** Opening RECORDS FOR PROCESSING block **

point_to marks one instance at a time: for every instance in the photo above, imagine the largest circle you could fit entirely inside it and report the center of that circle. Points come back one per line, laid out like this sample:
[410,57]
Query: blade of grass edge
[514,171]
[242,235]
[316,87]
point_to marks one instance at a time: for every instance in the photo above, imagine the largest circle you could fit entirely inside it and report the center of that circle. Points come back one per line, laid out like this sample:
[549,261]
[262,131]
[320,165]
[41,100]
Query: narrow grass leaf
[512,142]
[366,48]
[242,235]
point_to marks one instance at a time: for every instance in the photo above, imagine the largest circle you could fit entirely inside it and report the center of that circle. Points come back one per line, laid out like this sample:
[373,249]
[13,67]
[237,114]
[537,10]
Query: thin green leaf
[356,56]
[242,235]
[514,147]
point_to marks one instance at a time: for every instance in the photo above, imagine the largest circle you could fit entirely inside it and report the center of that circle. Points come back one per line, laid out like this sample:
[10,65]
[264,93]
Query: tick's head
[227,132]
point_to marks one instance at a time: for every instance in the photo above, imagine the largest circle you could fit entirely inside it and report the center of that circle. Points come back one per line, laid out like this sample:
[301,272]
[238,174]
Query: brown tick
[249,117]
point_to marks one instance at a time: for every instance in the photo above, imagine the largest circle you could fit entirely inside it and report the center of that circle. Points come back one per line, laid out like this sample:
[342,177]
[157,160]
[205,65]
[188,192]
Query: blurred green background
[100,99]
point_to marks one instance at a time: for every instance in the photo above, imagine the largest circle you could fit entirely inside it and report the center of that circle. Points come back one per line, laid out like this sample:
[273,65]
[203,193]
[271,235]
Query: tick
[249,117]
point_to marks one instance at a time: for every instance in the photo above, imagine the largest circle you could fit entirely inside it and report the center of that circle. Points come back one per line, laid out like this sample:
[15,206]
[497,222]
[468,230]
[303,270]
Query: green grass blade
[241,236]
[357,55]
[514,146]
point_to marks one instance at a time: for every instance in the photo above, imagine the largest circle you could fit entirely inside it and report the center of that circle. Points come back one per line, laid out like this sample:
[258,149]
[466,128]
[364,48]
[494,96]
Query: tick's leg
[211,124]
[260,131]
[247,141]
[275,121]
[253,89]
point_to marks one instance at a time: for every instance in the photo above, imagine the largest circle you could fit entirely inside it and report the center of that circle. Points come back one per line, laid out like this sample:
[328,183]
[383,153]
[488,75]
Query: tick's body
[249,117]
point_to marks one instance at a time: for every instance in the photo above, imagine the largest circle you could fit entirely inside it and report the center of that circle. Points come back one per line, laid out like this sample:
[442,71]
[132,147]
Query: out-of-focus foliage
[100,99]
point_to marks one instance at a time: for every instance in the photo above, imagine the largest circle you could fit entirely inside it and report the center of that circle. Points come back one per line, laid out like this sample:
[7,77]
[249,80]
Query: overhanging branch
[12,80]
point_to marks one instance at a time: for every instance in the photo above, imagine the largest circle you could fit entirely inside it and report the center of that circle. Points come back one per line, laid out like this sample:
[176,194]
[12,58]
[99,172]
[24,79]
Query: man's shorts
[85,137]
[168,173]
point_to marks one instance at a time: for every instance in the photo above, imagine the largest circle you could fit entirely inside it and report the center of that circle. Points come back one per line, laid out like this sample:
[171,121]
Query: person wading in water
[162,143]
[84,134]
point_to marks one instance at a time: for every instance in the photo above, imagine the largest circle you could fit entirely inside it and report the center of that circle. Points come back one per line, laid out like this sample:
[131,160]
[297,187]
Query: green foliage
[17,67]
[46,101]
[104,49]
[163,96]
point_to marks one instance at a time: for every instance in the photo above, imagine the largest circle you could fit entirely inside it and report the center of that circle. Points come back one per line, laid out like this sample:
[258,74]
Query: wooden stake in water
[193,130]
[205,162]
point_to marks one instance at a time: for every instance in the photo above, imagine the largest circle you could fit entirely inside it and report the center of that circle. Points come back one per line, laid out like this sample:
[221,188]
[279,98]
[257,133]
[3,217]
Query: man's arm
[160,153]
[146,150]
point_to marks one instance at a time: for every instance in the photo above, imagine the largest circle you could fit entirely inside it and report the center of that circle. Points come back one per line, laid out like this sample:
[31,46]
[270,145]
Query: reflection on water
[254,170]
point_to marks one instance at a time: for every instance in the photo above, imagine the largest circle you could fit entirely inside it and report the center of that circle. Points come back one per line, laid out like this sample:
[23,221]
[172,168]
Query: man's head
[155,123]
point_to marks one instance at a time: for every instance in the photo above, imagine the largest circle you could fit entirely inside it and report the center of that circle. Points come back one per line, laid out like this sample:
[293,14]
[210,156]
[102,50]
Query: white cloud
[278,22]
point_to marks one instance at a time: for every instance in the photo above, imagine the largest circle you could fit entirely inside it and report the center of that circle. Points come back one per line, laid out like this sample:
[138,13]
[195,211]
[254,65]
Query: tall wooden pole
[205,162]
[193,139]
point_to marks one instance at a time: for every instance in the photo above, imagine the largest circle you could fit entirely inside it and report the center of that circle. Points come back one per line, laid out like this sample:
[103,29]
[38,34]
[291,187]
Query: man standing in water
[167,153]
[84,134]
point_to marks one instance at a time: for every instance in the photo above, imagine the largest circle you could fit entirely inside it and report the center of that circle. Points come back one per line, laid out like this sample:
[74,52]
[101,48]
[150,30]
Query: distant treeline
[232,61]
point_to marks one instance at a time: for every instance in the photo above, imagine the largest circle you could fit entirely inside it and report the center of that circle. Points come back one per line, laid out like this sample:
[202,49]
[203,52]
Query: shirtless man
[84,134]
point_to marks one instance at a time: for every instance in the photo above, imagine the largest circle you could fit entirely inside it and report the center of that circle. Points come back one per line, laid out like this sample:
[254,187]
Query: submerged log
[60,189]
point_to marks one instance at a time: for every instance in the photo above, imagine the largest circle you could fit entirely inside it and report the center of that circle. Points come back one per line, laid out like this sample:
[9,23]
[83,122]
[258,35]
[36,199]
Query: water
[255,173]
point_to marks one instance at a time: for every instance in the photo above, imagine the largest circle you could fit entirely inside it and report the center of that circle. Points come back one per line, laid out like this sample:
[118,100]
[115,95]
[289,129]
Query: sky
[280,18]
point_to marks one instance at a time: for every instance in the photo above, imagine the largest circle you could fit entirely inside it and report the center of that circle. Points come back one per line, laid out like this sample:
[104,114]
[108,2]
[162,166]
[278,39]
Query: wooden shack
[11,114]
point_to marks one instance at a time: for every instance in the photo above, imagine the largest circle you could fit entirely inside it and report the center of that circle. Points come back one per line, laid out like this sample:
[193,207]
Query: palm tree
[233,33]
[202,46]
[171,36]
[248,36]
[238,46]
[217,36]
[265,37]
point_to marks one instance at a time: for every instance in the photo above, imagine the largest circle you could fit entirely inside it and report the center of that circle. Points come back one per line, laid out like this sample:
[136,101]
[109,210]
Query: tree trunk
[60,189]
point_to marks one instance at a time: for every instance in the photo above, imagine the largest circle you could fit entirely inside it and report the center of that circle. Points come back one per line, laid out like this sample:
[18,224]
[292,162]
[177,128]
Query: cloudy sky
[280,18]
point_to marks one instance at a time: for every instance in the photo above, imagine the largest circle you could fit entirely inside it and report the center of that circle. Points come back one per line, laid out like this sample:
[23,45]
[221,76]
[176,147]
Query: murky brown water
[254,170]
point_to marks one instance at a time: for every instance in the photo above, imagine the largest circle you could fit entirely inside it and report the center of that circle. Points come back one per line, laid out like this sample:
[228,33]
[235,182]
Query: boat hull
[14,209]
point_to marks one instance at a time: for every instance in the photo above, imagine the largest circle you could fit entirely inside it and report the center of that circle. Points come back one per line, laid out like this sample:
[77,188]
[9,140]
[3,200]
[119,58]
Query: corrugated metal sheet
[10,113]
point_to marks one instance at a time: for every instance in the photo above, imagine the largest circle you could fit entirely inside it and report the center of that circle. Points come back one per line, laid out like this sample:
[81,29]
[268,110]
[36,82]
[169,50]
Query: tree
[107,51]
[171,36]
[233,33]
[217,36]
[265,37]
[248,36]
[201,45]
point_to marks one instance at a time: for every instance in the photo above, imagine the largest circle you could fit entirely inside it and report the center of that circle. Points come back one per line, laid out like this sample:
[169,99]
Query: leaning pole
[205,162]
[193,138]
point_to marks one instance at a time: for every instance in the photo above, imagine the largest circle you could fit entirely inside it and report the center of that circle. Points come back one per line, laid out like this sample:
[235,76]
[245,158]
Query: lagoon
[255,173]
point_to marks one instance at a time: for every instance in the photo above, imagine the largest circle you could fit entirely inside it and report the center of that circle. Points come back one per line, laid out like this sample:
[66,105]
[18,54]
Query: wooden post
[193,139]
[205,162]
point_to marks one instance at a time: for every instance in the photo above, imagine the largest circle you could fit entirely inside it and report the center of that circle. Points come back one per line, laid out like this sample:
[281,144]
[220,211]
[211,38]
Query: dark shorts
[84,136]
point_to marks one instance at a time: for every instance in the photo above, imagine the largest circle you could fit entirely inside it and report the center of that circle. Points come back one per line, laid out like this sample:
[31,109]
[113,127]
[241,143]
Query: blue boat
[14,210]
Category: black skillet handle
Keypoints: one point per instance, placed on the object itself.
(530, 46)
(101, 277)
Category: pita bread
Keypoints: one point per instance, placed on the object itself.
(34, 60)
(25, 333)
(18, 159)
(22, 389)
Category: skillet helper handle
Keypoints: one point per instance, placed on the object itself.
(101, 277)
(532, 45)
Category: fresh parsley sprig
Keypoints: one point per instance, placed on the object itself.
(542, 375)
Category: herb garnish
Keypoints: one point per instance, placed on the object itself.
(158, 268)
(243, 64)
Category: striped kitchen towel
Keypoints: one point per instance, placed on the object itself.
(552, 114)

** Closing RECORDS FOR PROCESSING block **

(PROMPT) Show every line of the listing in which the string "Category" can be found.

(RESULT OF THE TASK)
Category: black skillet handle
Category: pita bread
Category: skillet helper handle
Category: fresh parsley sprig
Category: herb garnish
Category: striped kitchen towel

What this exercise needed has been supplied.